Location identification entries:
start
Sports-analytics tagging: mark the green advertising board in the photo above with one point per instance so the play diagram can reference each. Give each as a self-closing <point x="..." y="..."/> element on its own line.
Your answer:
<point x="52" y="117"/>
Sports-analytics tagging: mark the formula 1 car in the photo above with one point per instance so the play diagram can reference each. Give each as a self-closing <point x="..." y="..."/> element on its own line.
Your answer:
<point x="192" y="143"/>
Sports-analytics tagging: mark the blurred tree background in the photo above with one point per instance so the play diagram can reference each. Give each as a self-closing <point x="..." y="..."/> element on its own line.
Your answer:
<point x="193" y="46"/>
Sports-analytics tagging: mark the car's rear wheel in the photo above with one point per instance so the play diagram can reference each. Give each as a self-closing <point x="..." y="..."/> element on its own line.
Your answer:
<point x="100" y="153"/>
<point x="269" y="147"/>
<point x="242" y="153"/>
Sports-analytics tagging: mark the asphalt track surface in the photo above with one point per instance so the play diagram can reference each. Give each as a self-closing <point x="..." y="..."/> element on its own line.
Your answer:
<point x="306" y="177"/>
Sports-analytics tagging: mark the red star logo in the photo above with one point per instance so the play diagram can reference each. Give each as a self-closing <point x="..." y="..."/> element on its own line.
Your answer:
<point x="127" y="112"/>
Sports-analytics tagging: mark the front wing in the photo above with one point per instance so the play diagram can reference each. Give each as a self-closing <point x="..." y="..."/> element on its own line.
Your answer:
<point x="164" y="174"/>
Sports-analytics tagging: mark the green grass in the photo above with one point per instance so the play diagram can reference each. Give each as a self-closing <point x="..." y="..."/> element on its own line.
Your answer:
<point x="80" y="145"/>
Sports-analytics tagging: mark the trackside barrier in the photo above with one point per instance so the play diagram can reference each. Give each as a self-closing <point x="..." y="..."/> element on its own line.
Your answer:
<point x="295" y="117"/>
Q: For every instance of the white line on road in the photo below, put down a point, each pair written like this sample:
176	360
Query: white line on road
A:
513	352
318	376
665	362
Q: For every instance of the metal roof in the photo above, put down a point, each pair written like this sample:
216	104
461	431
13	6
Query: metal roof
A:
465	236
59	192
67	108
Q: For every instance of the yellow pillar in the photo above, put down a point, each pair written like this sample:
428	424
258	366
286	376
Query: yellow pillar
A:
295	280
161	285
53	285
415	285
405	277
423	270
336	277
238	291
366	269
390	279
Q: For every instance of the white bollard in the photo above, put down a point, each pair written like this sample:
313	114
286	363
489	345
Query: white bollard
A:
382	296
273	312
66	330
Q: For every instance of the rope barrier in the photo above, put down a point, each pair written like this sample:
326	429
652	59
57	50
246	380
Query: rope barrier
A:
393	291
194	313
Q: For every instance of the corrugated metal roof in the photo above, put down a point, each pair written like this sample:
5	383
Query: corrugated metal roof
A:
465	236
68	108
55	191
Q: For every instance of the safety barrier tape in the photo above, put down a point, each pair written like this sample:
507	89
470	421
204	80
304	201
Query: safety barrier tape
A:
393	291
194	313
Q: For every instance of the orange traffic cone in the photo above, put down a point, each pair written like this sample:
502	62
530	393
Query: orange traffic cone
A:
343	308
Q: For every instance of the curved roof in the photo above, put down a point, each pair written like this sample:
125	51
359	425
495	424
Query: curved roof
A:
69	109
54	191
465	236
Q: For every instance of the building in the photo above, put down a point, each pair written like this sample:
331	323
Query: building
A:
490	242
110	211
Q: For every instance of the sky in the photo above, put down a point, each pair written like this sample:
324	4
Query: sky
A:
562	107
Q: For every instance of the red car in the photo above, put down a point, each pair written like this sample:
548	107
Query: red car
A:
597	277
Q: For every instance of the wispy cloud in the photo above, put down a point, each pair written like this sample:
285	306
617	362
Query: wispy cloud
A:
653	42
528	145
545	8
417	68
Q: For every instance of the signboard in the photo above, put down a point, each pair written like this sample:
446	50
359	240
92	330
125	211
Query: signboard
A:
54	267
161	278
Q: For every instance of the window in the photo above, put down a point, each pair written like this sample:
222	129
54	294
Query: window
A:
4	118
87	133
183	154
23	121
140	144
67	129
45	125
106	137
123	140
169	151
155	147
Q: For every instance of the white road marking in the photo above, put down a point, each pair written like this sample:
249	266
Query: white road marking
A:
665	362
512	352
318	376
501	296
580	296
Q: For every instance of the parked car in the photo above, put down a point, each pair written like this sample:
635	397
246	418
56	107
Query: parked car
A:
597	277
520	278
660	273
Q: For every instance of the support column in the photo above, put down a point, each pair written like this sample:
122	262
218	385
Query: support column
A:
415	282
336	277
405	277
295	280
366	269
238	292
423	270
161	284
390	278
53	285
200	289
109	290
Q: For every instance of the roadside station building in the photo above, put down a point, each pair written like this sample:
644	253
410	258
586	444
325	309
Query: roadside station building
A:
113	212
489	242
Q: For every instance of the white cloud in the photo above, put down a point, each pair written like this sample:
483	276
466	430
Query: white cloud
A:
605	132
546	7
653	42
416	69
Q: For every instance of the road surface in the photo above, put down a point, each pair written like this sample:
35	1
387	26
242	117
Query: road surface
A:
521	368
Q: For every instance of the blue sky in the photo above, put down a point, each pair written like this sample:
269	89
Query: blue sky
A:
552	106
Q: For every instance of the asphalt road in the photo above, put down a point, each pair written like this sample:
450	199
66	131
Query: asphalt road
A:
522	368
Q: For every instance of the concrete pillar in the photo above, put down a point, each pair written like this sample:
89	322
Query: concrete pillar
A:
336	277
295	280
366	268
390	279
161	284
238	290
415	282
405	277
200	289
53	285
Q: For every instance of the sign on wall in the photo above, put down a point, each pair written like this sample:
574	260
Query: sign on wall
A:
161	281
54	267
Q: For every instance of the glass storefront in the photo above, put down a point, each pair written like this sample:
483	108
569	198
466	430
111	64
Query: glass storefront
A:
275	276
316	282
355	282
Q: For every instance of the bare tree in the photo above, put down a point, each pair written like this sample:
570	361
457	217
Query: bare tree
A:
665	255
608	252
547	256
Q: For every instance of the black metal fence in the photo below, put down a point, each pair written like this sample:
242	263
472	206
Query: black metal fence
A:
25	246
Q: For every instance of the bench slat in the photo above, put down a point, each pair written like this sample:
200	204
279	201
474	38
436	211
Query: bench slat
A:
end
- **DIRECTION**
Lay out the material as a Markdown table with the columns "Row" and "Line", beginning at the line containing "Q: For every instance of the bare" and continuing through the final line of the material. Omit any blank lines.

- **EXERCISE OUTPUT**
| Row | Line |
|---|---|
| 1 | Q: For every instance of the bare tree in the photo above, put down a point, each pair written like this sample: |
| 2 | 570	361 |
| 3 | 457	217 |
| 4 | Query: bare tree |
| 5 | A: |
| 6 | 665	255 |
| 7 | 608	252 |
| 8 | 547	256 |
| 9 | Q: For every instance of the black metal fence in the photo below, put down a point, each pair written like this sample: |
| 10 | 242	263 |
| 11 | 472	206 |
| 12 | Query: black metal fence |
| 13 | A: |
| 14 | 25	246 |
| 15 | Q: For every instance of the bench slat in the photo above, put down a point, each pair written like this sample: |
| 16 | 200	204 |
| 17 | 279	201 |
| 18 | 474	38 |
| 19 | 436	211 |
| 20 | Query: bench slat |
| 21 | A: |